*What you have to do*: In the entries that follow, the first line to write out is the one containing "Please point out the white t-shirt, giving", and the last is the one containing "Please point out the teal". Reproduce that stretch exactly, with nothing before or after it.

------ Dataset records

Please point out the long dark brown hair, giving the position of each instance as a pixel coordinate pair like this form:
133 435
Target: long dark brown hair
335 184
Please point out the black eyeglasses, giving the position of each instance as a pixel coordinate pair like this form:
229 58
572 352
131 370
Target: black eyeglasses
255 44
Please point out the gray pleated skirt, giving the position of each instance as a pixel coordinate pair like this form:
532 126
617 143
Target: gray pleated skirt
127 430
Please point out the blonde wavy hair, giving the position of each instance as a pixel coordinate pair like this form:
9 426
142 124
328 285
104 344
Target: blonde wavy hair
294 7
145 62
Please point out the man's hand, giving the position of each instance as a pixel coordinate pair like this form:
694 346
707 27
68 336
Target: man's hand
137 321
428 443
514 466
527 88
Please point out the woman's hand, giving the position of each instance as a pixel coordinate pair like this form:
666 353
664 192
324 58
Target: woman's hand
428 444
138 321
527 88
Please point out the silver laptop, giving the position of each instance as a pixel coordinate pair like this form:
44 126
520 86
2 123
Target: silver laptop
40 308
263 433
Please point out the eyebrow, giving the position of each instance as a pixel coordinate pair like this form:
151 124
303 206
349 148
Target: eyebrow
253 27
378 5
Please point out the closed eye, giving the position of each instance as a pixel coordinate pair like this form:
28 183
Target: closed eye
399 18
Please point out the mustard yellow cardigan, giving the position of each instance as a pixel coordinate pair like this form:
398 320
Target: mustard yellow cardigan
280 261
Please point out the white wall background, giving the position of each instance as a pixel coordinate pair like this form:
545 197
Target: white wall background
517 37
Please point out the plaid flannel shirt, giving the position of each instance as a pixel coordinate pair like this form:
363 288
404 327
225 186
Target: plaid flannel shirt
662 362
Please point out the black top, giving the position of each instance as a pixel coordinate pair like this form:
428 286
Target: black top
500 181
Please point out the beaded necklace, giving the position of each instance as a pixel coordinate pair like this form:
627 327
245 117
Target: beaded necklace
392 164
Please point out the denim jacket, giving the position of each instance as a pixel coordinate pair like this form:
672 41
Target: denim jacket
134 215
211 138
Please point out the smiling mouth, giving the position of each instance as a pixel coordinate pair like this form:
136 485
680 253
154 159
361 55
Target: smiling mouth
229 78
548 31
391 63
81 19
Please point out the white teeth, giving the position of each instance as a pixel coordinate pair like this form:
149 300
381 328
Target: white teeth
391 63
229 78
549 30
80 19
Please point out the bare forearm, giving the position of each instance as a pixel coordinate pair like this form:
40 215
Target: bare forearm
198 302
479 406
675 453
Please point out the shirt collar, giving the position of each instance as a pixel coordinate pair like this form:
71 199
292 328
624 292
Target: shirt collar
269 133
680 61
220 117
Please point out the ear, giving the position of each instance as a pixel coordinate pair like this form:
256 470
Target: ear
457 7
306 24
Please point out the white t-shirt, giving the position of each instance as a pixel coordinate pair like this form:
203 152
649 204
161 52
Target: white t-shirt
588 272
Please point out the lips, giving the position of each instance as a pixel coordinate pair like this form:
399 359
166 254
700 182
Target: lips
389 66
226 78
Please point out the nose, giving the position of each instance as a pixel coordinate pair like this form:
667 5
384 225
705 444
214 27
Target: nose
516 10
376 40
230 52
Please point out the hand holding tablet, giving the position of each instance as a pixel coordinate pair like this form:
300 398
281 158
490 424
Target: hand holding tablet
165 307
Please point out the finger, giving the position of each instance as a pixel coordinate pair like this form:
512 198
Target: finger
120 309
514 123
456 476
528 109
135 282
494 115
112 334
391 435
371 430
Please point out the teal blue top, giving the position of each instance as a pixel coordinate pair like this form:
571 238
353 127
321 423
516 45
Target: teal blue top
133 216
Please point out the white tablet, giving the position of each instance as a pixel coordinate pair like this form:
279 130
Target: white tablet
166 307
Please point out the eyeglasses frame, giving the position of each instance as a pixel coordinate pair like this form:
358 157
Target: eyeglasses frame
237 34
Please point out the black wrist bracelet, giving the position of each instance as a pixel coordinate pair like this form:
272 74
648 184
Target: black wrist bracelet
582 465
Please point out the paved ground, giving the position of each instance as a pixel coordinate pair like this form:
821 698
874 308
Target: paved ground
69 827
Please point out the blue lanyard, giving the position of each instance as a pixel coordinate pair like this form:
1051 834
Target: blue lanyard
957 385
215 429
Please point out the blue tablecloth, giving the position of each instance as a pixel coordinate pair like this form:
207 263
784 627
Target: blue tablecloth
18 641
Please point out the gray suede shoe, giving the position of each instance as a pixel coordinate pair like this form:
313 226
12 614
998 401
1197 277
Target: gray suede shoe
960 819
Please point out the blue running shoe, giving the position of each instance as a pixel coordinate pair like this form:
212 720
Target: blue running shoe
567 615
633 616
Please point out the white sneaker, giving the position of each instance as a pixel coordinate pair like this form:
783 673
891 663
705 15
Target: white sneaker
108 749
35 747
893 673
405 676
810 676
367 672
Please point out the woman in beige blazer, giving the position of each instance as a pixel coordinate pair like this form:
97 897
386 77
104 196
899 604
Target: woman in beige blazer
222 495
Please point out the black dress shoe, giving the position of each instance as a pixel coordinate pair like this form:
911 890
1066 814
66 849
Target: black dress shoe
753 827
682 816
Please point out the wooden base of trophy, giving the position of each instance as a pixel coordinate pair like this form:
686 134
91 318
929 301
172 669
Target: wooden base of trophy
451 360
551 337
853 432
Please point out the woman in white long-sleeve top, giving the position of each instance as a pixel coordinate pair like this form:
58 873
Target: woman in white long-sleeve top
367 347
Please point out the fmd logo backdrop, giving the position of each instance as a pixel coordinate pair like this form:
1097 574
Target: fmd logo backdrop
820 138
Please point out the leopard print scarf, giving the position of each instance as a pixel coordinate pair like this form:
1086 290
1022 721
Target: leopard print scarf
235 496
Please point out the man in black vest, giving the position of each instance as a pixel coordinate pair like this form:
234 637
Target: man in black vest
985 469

------------

*Expected answer*:
Please point out the white t-shirt, giving the position of each instance as a pixel coordinate pair like this form:
203 152
649 204
161 52
Target: white t-shirt
588 272
Please point out the lips, giving the position of each instance as a pixel coordinate pair like this form:
399 359
166 254
700 182
Target: lips
389 66
226 78
Please point out the nose, giving the position of each instance as a pixel coordinate pair like this form:
667 5
384 225
705 444
214 27
Target: nose
516 10
376 40
230 52
Please point out the hand holding tablet, giving the position of each instance as a pixel coordinate pair like this form:
300 398
281 158
490 424
Target: hand holding tablet
165 307
Please point out the finger, giving the position of each instance as a pixel coordinate pair like this form:
512 198
Target: finger
120 309
514 123
456 476
528 109
135 282
494 115
112 334
391 435
371 430
Please point out the teal blue top, giving the position of each instance as a pixel coordinate pair like this form:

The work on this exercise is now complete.